___ Provided records ___

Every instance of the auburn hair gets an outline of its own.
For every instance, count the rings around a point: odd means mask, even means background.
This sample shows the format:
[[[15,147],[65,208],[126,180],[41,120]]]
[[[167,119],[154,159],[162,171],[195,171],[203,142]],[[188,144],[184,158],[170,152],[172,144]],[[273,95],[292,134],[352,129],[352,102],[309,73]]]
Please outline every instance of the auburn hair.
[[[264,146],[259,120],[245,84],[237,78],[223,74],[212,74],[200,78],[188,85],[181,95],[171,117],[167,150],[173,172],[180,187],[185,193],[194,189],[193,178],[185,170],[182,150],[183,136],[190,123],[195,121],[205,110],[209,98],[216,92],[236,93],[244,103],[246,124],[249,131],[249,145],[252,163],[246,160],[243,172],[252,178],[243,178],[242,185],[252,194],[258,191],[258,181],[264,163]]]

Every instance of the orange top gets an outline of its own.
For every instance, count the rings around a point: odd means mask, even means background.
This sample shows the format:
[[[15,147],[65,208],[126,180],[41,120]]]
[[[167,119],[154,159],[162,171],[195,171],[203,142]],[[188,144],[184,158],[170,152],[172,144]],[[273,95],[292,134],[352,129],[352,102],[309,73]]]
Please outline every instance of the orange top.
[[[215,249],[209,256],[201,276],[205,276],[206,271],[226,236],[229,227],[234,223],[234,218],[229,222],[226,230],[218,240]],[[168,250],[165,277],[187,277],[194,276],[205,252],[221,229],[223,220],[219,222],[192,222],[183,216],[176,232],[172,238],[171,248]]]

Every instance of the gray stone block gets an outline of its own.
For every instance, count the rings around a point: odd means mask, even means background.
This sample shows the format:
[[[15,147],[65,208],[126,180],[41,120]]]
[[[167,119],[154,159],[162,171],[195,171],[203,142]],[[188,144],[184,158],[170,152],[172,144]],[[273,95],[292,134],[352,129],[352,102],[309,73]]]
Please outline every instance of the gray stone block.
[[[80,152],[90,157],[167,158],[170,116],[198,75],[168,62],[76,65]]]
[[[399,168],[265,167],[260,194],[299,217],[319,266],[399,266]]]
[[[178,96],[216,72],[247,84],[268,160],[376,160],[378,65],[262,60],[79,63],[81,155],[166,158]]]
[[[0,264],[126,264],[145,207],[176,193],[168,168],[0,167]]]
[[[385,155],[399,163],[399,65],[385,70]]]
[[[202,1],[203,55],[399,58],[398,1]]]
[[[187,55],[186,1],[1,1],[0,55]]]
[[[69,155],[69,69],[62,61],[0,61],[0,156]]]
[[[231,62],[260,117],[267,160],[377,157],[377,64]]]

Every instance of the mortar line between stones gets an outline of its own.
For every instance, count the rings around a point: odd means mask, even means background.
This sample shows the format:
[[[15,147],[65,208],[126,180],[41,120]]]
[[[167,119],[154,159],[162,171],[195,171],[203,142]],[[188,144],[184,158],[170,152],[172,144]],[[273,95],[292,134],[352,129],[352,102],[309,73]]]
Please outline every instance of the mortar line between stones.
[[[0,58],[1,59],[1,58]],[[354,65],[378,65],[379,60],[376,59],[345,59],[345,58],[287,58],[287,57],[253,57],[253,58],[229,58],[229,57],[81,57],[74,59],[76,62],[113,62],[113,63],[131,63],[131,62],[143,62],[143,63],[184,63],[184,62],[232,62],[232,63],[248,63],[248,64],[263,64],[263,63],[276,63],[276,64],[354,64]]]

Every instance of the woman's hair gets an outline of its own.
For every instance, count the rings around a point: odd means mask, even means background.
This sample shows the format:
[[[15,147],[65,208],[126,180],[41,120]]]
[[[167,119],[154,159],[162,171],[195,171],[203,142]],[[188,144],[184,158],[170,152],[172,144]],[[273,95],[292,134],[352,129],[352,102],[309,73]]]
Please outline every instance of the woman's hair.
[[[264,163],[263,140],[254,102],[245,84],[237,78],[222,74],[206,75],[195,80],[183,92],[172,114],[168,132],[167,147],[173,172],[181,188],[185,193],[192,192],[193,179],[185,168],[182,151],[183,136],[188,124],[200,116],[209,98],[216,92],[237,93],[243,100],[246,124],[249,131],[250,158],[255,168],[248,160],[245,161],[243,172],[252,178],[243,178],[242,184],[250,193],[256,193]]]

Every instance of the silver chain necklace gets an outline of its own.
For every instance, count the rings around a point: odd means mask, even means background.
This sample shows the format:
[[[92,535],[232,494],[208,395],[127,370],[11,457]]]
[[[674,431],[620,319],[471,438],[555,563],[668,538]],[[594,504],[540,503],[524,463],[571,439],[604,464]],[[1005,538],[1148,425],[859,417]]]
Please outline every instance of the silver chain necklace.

___

Problem statement:
Find every line in the listing above that contains the string "Please" with the same capitalization, and copy each of those lines.

Task solution:
Please outline every instance of the auburn hair.
Please outline every instance of the orange top.
Please outline every instance of the gray stone block.
Please outline every instance of the mortar line between stones.
Please outline every instance of the woman's hair.
Please outline every instance of the silver chain necklace.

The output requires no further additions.